Exercise instructions: From the entries below, reproduce exactly the line containing "Q: For each instance of the black leather", the line containing "Q: For each instance of the handlebar", and every line in between, with nothing added.

*** Material for the task ***

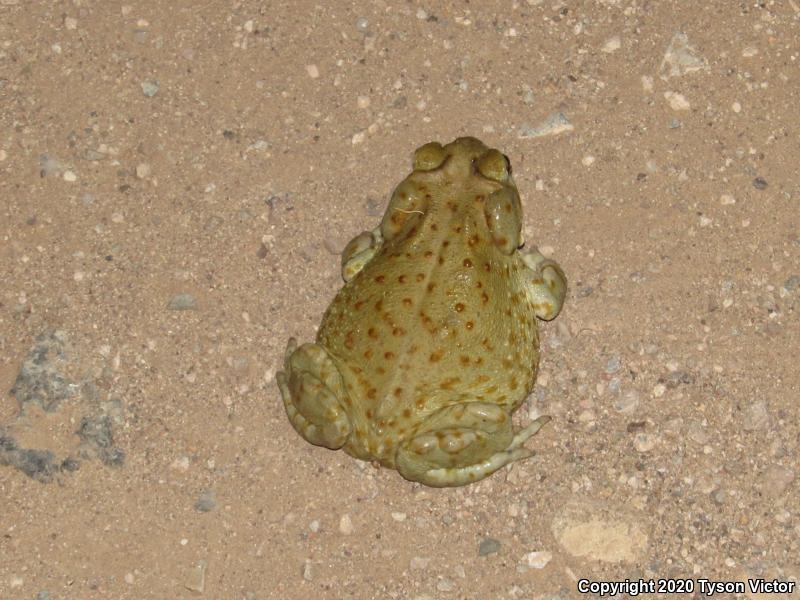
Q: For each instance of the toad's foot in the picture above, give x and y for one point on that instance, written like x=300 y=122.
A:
x=466 y=443
x=312 y=388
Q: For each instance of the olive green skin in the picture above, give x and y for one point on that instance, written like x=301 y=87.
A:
x=432 y=343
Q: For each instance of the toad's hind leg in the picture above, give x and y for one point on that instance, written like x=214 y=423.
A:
x=314 y=396
x=463 y=443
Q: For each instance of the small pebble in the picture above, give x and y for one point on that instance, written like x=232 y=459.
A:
x=612 y=45
x=445 y=585
x=196 y=579
x=488 y=546
x=142 y=171
x=627 y=402
x=613 y=364
x=677 y=101
x=345 y=524
x=644 y=442
x=182 y=302
x=149 y=88
x=777 y=479
x=537 y=560
x=792 y=283
x=419 y=563
x=206 y=502
x=756 y=416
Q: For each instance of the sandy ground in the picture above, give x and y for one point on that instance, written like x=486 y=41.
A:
x=176 y=182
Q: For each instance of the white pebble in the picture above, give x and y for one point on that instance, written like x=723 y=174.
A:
x=180 y=464
x=677 y=101
x=537 y=560
x=345 y=524
x=143 y=170
x=612 y=45
x=419 y=563
x=644 y=442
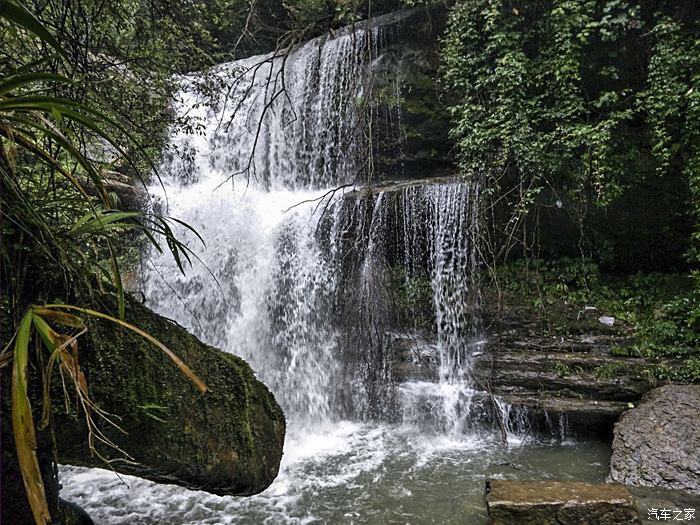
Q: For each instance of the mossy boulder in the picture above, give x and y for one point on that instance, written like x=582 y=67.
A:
x=226 y=441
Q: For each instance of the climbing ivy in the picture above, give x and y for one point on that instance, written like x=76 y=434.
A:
x=575 y=103
x=583 y=99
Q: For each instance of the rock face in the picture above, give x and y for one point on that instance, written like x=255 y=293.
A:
x=559 y=503
x=658 y=443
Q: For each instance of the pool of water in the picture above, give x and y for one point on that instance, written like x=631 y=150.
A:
x=350 y=473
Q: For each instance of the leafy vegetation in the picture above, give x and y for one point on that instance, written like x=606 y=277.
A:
x=61 y=234
x=660 y=312
x=572 y=106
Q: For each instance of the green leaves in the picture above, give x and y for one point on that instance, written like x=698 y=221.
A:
x=63 y=349
x=19 y=16
x=23 y=425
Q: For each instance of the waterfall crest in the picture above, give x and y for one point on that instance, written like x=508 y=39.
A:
x=300 y=279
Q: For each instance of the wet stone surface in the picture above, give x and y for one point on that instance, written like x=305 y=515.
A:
x=657 y=443
x=559 y=503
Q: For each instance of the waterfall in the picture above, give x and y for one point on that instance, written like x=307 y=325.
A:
x=295 y=277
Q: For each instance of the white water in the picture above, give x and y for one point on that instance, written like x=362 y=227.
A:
x=303 y=298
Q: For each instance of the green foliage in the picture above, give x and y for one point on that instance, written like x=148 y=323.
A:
x=572 y=102
x=609 y=370
x=660 y=312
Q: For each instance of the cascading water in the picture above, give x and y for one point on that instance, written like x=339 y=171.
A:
x=306 y=297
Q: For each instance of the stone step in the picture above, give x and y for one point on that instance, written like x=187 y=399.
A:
x=559 y=503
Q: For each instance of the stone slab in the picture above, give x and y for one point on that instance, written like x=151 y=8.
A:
x=559 y=503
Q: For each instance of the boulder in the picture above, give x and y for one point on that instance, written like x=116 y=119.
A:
x=657 y=444
x=559 y=503
x=226 y=441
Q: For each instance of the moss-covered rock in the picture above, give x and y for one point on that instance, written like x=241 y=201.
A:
x=227 y=441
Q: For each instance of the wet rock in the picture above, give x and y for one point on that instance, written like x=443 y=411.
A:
x=658 y=442
x=227 y=441
x=559 y=503
x=132 y=196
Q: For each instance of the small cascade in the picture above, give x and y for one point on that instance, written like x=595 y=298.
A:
x=296 y=278
x=358 y=308
x=293 y=120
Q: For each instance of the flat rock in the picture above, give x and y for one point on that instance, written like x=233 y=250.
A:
x=656 y=444
x=559 y=503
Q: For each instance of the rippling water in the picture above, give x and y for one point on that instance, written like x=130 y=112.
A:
x=348 y=473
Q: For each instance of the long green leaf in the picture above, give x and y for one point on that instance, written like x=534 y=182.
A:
x=23 y=426
x=178 y=362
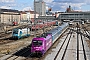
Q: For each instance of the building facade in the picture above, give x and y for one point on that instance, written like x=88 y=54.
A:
x=40 y=7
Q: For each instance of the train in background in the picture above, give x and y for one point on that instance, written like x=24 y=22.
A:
x=18 y=33
x=44 y=24
x=42 y=43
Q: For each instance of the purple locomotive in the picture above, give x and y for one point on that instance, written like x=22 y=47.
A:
x=42 y=43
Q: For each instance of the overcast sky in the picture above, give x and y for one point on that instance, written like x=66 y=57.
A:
x=56 y=5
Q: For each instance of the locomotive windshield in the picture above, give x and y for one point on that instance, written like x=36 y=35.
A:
x=15 y=31
x=37 y=43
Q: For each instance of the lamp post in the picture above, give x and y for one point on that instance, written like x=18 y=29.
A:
x=35 y=18
x=0 y=15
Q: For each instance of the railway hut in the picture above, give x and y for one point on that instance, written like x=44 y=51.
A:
x=19 y=33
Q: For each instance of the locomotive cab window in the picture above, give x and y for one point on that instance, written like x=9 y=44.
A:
x=37 y=43
x=15 y=31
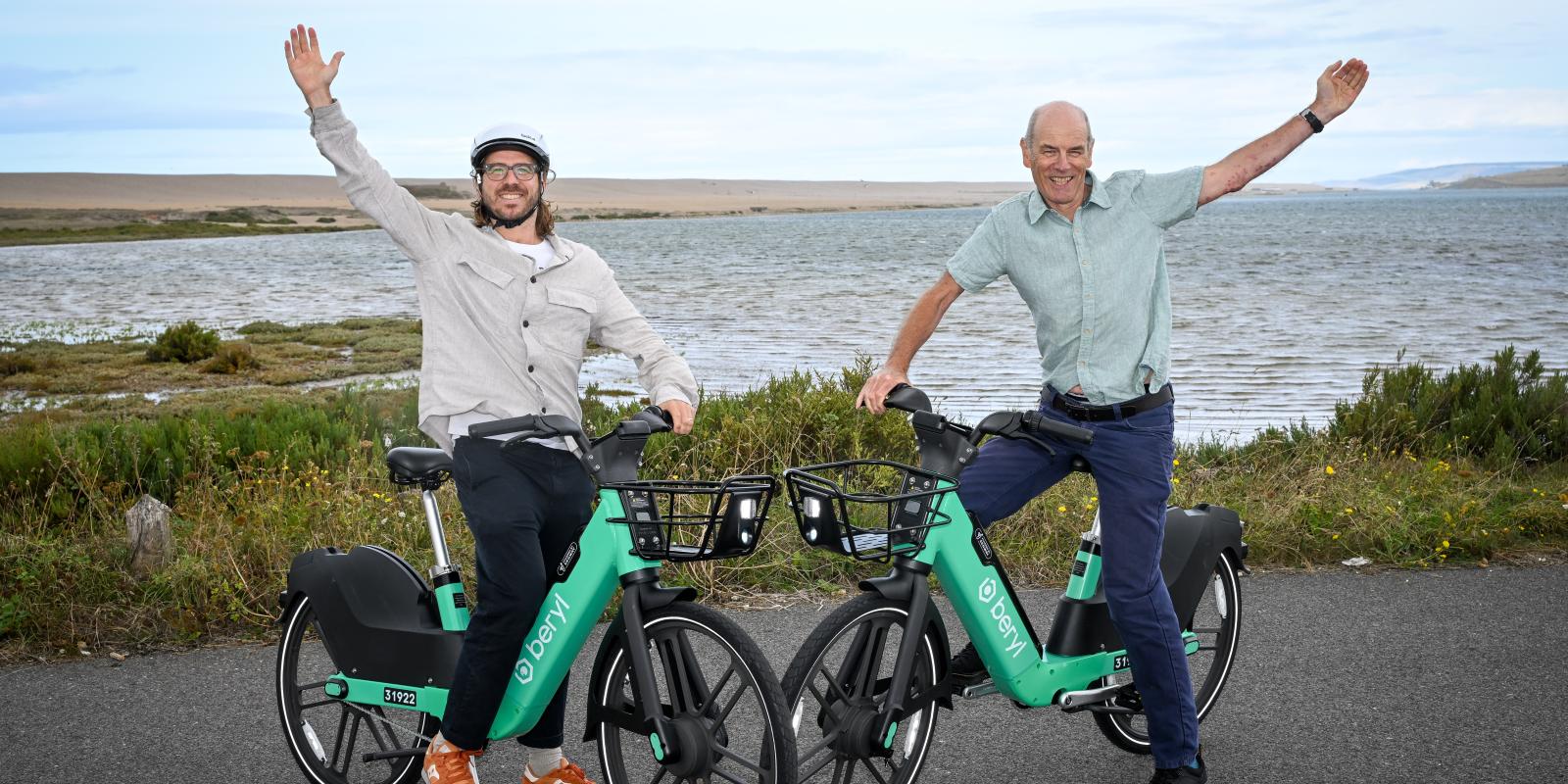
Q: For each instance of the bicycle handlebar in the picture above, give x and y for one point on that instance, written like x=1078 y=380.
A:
x=1008 y=423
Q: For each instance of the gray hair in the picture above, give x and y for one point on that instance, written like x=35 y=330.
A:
x=1029 y=132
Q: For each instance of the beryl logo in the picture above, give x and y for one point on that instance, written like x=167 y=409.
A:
x=548 y=626
x=1005 y=626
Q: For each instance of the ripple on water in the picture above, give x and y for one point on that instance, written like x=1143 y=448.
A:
x=1278 y=303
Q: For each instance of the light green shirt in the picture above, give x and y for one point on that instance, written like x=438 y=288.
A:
x=1095 y=286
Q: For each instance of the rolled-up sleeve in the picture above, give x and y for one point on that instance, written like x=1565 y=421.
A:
x=1170 y=198
x=662 y=372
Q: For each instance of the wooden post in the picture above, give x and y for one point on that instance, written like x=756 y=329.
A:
x=151 y=543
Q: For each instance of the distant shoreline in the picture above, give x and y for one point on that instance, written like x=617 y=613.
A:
x=75 y=208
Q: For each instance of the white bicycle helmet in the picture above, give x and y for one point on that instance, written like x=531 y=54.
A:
x=510 y=135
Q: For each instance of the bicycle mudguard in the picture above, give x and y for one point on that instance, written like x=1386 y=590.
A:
x=376 y=616
x=1194 y=541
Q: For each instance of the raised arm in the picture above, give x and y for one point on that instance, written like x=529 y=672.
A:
x=1338 y=88
x=916 y=329
x=368 y=185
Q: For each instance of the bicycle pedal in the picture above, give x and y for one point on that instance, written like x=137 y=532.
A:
x=982 y=689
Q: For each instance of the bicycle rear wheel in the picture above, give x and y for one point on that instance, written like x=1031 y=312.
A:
x=328 y=737
x=838 y=689
x=1217 y=624
x=717 y=689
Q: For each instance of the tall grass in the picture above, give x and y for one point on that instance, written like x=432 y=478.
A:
x=255 y=477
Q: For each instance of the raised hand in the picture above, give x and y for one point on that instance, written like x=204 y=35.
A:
x=1338 y=88
x=313 y=74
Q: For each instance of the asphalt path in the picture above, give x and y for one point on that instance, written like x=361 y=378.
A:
x=1400 y=676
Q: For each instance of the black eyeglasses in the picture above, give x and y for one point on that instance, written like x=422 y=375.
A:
x=496 y=172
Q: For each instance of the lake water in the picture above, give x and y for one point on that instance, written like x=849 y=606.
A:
x=1280 y=303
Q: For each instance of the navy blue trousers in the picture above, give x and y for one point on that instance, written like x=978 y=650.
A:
x=1133 y=467
x=524 y=509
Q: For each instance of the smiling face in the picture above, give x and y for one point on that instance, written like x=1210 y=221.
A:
x=510 y=198
x=1058 y=153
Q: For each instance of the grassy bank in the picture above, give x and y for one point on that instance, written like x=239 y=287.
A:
x=256 y=475
x=279 y=357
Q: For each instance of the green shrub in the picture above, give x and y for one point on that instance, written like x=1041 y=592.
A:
x=187 y=342
x=232 y=358
x=13 y=363
x=1505 y=412
x=237 y=216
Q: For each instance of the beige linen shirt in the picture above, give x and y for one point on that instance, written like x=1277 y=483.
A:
x=501 y=336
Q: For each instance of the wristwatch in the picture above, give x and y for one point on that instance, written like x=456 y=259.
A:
x=1311 y=120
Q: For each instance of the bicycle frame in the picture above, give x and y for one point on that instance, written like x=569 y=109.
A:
x=601 y=559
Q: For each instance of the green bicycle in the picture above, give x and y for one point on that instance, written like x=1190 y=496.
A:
x=678 y=692
x=866 y=686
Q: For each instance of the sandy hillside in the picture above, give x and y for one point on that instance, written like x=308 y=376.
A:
x=151 y=192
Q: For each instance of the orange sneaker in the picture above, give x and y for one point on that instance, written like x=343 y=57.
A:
x=566 y=773
x=447 y=764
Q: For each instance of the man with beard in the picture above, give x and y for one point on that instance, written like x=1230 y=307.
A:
x=1087 y=256
x=507 y=311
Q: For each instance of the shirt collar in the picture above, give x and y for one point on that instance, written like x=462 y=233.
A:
x=1097 y=195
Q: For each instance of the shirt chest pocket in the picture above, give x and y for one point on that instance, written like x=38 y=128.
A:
x=483 y=273
x=564 y=318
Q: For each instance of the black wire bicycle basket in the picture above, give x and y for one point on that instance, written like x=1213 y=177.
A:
x=869 y=510
x=695 y=521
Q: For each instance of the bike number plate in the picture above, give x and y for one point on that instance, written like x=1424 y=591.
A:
x=399 y=697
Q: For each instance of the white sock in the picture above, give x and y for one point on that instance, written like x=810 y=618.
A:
x=543 y=760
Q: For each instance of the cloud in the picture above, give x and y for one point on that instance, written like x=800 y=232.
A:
x=18 y=80
x=31 y=115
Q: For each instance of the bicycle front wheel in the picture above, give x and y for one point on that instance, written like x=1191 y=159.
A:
x=1217 y=624
x=718 y=694
x=838 y=689
x=328 y=737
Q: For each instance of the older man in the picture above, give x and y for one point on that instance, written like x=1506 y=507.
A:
x=1087 y=258
x=509 y=308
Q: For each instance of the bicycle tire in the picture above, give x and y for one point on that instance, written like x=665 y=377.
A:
x=1219 y=616
x=835 y=742
x=723 y=653
x=302 y=702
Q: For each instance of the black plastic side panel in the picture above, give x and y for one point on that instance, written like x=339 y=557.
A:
x=1194 y=541
x=376 y=616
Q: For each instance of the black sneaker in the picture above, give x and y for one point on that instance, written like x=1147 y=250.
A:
x=966 y=666
x=1183 y=775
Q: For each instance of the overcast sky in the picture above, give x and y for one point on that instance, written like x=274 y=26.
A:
x=800 y=90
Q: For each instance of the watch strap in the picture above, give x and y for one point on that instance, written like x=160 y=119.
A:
x=1311 y=120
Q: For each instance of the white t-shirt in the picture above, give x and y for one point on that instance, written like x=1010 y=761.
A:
x=543 y=256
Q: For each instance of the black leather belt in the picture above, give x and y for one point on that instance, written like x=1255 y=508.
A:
x=1086 y=413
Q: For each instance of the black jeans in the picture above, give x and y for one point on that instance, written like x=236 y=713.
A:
x=524 y=509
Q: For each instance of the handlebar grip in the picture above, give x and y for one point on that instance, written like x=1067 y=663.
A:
x=1037 y=423
x=909 y=399
x=656 y=417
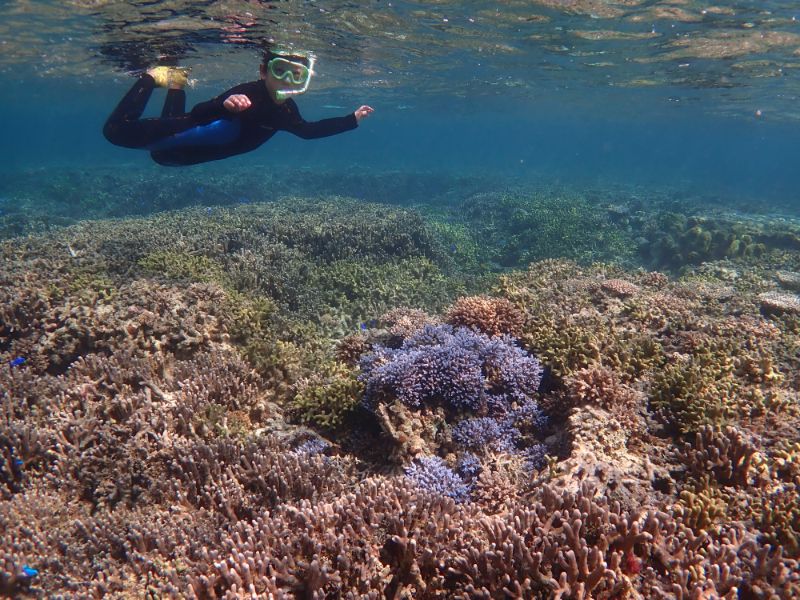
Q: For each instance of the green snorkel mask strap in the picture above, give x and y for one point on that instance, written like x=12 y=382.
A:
x=295 y=69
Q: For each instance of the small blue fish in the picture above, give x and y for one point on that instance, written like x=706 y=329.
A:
x=29 y=572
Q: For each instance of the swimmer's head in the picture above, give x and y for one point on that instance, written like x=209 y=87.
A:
x=287 y=73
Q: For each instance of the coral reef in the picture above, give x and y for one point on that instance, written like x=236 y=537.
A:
x=309 y=399
x=492 y=316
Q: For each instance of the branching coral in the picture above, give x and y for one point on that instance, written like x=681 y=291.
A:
x=727 y=454
x=327 y=397
x=492 y=316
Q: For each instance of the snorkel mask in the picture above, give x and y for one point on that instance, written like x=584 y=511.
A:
x=294 y=70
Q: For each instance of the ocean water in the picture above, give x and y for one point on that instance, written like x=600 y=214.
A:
x=665 y=94
x=532 y=330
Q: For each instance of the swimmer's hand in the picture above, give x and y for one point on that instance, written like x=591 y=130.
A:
x=363 y=111
x=237 y=103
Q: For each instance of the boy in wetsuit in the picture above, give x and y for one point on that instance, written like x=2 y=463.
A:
x=234 y=122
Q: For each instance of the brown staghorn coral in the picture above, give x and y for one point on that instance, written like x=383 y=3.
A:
x=404 y=322
x=492 y=316
x=727 y=454
x=601 y=386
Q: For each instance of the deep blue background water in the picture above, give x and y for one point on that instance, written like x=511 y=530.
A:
x=677 y=147
x=586 y=93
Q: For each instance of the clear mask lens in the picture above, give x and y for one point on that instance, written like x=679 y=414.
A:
x=289 y=71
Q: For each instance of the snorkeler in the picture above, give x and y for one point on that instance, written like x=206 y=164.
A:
x=237 y=121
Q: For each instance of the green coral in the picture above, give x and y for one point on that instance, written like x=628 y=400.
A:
x=183 y=265
x=701 y=390
x=701 y=506
x=328 y=397
x=676 y=240
x=520 y=228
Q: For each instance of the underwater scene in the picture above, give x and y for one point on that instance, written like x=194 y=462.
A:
x=405 y=300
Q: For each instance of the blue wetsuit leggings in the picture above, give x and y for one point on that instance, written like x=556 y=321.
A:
x=126 y=128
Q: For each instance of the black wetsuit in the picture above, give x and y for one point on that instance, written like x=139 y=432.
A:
x=209 y=131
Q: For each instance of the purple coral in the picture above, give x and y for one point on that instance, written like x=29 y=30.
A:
x=469 y=465
x=431 y=474
x=458 y=368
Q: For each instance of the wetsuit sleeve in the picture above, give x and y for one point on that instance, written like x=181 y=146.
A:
x=309 y=130
x=213 y=109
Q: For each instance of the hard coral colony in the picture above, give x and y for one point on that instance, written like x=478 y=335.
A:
x=581 y=432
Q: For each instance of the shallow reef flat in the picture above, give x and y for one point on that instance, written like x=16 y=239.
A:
x=321 y=397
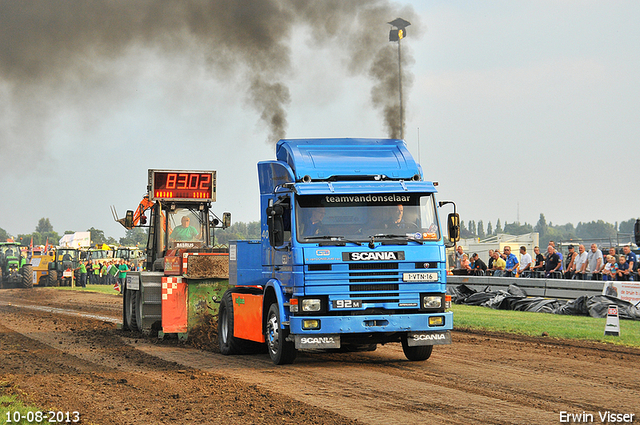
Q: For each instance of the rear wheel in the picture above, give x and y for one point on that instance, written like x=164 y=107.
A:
x=416 y=353
x=281 y=351
x=27 y=276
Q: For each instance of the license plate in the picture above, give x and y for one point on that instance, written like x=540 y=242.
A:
x=347 y=303
x=419 y=277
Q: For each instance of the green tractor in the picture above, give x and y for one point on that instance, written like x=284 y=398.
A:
x=15 y=272
x=61 y=269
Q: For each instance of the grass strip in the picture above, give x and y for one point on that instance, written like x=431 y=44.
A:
x=537 y=324
x=10 y=404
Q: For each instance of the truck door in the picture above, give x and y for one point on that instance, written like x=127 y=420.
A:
x=279 y=225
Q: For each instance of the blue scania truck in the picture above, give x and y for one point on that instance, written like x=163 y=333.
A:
x=351 y=255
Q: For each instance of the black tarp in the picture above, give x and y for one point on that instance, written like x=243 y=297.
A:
x=515 y=298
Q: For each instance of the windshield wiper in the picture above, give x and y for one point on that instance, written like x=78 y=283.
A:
x=392 y=236
x=331 y=238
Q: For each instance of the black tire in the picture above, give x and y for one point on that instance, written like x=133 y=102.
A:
x=416 y=353
x=27 y=276
x=280 y=350
x=52 y=278
x=230 y=344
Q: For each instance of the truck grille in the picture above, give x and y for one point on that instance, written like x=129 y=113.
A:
x=373 y=266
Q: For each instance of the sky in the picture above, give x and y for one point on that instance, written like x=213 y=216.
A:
x=514 y=108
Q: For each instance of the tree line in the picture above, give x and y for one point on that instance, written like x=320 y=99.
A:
x=44 y=232
x=548 y=231
x=240 y=230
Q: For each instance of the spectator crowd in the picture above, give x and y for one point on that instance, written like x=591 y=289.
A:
x=580 y=264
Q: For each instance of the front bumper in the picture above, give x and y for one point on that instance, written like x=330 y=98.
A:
x=359 y=324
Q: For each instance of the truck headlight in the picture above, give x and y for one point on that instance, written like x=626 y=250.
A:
x=436 y=321
x=431 y=301
x=311 y=304
x=311 y=324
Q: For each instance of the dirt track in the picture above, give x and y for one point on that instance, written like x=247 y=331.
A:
x=77 y=363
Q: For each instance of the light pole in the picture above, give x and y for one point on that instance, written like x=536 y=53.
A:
x=397 y=34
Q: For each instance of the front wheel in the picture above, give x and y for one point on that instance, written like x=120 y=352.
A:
x=416 y=353
x=281 y=351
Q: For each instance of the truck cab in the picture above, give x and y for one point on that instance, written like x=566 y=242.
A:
x=351 y=252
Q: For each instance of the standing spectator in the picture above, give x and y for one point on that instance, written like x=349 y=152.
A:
x=570 y=263
x=511 y=262
x=610 y=269
x=580 y=263
x=466 y=264
x=490 y=261
x=122 y=274
x=525 y=260
x=551 y=261
x=479 y=267
x=553 y=244
x=539 y=266
x=103 y=273
x=458 y=257
x=95 y=268
x=498 y=265
x=623 y=269
x=631 y=260
x=82 y=274
x=594 y=262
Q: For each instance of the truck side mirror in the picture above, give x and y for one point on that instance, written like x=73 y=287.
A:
x=226 y=220
x=453 y=224
x=275 y=223
x=128 y=220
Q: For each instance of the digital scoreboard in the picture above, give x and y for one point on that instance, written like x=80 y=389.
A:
x=176 y=185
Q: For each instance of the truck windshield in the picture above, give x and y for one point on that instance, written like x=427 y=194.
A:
x=358 y=217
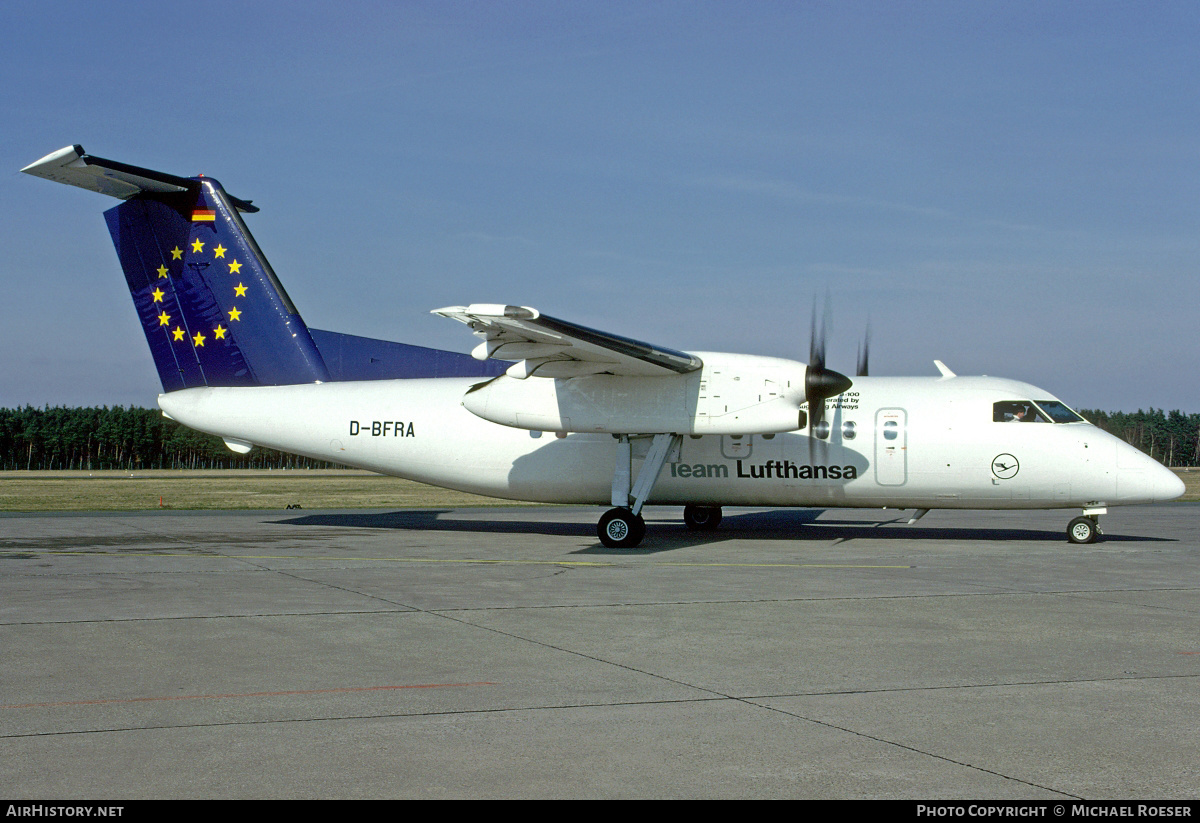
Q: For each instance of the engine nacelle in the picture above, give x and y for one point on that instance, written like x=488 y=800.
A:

***

Answer:
Q: For each instance of the black leather belt in the picture above, give x and y for one point on that instance, written like x=1255 y=508.
A:
x=1086 y=413
Q: For each instance of the black jeans in the picture above, give x and y for one point on that instance, written like x=236 y=713.
A:
x=524 y=509
Q: For each instance of the handlebar grip in the picture above, give x and y for one point on that instance, written like x=1067 y=663.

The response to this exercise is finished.